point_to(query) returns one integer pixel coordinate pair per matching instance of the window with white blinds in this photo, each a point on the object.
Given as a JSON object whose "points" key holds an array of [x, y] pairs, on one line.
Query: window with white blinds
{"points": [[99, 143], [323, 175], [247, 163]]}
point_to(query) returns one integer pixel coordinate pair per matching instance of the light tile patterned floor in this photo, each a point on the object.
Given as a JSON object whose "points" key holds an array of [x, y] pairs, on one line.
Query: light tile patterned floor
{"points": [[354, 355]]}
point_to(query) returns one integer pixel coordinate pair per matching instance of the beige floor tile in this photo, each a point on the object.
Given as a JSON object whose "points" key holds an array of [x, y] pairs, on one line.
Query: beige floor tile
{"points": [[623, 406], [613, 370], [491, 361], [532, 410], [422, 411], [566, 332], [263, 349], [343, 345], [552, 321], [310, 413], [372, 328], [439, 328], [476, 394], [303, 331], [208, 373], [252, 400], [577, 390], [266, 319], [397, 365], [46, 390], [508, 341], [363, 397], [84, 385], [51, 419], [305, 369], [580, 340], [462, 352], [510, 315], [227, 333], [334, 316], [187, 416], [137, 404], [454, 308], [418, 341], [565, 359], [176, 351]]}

:::::

Reproduce every line of the material above in full, and raise each coordinate value in the answers by 89.

point_to(query) returns one integer pixel coordinate pair per matching instance of the window with white blinds in this photo, each a point on the object.
Given as a JSON object whose "points" key holds an array of [x, y] pairs, on one line.
Query: window with white blinds
{"points": [[188, 232], [412, 264], [336, 252]]}
point_to(query) returns one integer pixel coordinate pair per matching instance of the light tile patterned floor in this photo, each a point on the object.
Given as a JSON object whose "points" key holds an array of [x, y] pairs, on one line.
Query: light tile patterned floor
{"points": [[443, 444]]}
point_to(query) returns one integer pixel coordinate pair per matching instance of the beige floor tile in this photo, each a point on the object.
Given as a JSON object whose "points" key holds an array of [x, y] pairs, on one line.
Query: beige floor tile
{"points": [[712, 495], [702, 459], [580, 450], [621, 499], [511, 500], [655, 421], [352, 438], [432, 434], [641, 410], [399, 502], [461, 417], [528, 417], [565, 483], [392, 420], [297, 462], [341, 489], [666, 479], [355, 408], [486, 454], [135, 479], [597, 430], [452, 486], [173, 474], [140, 508], [394, 458], [669, 429], [551, 441], [599, 404], [316, 422], [423, 405], [276, 505], [226, 493], [543, 397], [507, 430], [654, 448], [265, 440]]}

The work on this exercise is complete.